Data for the task section start
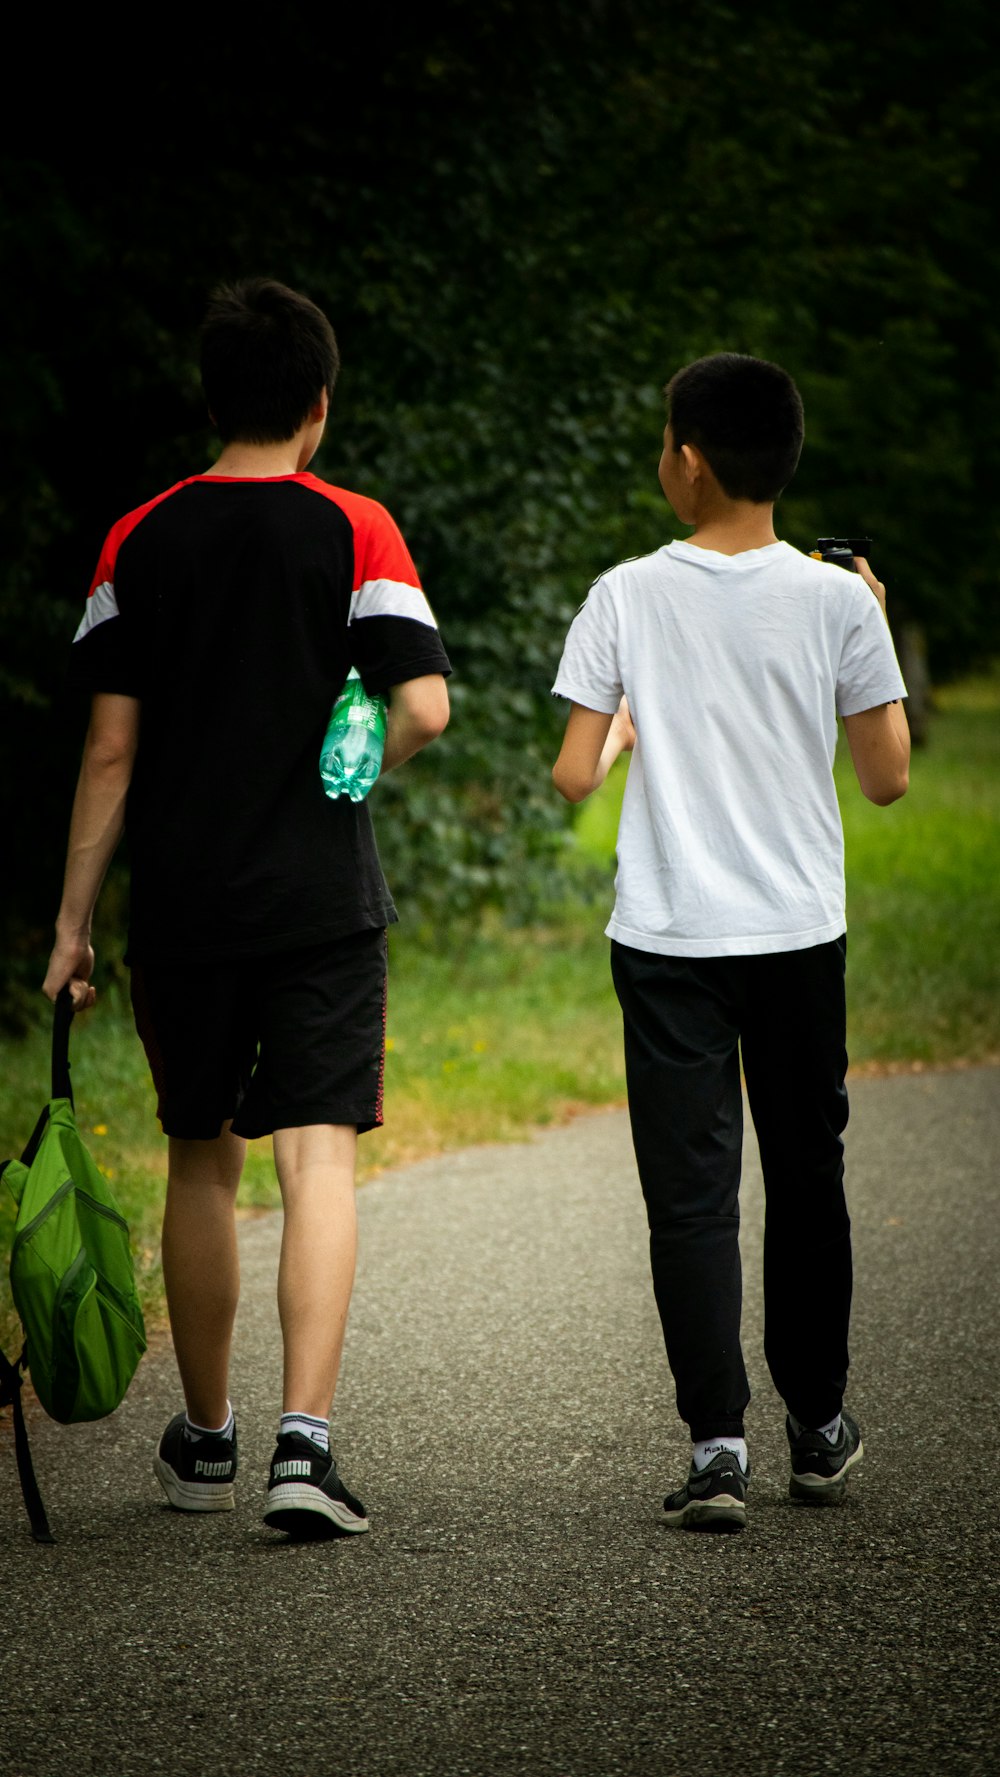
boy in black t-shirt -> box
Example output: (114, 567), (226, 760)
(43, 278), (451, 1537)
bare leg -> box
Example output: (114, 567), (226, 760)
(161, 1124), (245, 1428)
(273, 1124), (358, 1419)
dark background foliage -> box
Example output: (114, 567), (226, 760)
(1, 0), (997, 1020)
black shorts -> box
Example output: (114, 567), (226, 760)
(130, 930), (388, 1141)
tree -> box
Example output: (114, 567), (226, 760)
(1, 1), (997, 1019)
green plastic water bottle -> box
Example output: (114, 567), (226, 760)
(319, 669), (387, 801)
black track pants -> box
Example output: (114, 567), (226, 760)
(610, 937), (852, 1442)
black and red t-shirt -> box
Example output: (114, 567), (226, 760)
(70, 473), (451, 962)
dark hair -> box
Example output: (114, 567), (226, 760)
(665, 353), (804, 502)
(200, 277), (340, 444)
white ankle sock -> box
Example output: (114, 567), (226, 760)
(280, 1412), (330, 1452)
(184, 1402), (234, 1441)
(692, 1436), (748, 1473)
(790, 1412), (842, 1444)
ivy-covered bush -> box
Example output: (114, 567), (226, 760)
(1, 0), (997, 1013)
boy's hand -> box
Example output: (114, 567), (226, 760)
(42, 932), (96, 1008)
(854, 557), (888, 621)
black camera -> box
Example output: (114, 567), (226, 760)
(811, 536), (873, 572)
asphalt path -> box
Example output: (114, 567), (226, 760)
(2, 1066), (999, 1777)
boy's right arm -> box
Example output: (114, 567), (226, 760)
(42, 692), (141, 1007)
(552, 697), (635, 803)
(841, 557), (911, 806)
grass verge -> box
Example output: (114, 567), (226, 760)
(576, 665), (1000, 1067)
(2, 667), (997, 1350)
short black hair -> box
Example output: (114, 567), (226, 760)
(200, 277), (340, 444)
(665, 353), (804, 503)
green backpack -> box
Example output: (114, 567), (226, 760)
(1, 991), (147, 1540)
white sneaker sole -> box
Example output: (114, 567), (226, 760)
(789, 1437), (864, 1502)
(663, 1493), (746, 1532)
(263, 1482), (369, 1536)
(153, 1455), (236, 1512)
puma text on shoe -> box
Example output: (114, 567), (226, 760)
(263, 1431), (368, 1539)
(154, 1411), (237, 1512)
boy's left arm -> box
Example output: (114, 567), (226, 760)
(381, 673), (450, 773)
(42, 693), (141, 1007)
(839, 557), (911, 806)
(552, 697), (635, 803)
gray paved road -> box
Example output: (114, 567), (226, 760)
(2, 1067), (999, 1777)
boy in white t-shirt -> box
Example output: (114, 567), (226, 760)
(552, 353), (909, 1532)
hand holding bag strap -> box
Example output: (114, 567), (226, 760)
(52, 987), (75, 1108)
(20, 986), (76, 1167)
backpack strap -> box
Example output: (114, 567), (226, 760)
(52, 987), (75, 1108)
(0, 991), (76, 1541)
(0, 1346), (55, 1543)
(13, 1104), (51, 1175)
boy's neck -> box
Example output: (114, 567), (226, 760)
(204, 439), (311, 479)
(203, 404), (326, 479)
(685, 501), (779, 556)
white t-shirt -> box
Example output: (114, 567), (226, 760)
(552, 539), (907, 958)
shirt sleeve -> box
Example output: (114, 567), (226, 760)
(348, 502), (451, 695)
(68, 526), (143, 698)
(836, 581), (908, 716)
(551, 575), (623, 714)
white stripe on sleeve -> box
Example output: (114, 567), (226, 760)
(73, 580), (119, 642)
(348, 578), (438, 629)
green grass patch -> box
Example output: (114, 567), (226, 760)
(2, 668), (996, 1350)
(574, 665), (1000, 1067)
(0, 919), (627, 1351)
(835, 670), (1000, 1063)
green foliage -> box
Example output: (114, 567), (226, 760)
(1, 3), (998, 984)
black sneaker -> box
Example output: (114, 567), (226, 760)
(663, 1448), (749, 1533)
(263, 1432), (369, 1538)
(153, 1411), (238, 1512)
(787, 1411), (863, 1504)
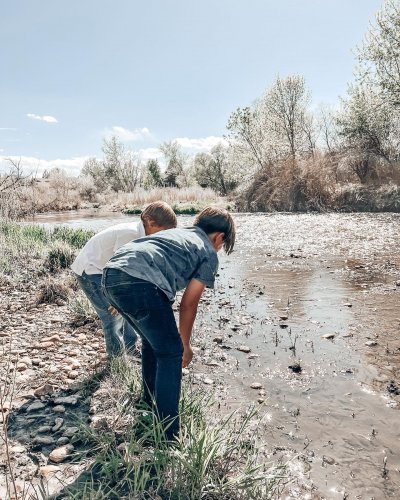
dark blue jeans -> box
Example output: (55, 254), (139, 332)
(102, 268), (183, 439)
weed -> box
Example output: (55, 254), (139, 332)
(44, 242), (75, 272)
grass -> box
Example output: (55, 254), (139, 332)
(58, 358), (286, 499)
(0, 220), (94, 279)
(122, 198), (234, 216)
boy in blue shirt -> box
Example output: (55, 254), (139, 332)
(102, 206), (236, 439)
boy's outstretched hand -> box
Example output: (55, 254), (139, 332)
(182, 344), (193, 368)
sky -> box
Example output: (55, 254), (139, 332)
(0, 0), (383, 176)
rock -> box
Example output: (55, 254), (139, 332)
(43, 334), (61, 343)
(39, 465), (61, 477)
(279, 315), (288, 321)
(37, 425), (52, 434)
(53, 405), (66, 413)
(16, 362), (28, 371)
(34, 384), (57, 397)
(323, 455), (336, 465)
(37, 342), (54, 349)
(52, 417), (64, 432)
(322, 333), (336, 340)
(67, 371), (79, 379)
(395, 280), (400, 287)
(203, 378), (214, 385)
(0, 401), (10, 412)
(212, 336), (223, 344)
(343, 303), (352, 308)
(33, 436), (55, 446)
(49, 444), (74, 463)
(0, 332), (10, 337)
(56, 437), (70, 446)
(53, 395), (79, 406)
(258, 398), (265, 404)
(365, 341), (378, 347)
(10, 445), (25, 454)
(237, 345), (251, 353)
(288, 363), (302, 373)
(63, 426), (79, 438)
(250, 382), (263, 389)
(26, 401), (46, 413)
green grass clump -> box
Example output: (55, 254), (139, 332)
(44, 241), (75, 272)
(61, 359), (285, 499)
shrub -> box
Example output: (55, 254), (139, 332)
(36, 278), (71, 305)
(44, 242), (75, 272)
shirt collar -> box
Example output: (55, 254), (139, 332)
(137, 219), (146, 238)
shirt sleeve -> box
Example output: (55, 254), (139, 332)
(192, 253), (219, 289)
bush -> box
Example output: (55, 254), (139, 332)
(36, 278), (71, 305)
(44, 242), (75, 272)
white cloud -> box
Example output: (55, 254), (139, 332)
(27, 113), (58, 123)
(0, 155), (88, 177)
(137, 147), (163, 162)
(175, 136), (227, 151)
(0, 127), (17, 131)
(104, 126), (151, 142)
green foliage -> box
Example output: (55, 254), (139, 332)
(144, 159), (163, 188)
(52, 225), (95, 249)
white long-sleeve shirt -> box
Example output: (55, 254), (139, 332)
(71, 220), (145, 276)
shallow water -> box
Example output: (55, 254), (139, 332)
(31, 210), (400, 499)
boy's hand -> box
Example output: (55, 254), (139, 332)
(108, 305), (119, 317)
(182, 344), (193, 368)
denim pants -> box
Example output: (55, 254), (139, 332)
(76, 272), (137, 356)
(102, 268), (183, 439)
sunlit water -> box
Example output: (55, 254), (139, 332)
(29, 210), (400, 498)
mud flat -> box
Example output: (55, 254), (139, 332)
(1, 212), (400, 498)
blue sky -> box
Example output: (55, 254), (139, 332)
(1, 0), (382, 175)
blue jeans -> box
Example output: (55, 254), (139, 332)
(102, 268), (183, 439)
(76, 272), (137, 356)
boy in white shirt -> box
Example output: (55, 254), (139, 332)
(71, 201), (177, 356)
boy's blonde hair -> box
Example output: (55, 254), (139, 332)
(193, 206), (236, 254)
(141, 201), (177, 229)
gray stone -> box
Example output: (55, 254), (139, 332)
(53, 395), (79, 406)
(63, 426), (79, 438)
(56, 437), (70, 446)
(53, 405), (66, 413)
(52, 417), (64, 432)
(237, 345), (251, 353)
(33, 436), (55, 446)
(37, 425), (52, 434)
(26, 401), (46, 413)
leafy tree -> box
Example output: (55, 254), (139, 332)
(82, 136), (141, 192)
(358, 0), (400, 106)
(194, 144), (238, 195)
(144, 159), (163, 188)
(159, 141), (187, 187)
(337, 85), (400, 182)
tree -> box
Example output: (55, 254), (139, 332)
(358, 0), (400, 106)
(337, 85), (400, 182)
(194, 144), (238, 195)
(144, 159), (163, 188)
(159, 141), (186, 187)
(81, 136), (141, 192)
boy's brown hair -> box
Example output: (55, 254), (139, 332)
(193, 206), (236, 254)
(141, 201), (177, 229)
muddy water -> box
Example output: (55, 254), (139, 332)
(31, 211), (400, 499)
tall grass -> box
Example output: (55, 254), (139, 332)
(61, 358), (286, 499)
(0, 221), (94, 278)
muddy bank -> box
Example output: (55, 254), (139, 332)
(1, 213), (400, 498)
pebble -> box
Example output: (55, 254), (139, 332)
Data for the task section end
- **Task objective**:
Keep only the lines of the listing that contain the word "strap", and copy them.

- **Answer to this task**:
hand holding bag strap -> box
backpack strap -> box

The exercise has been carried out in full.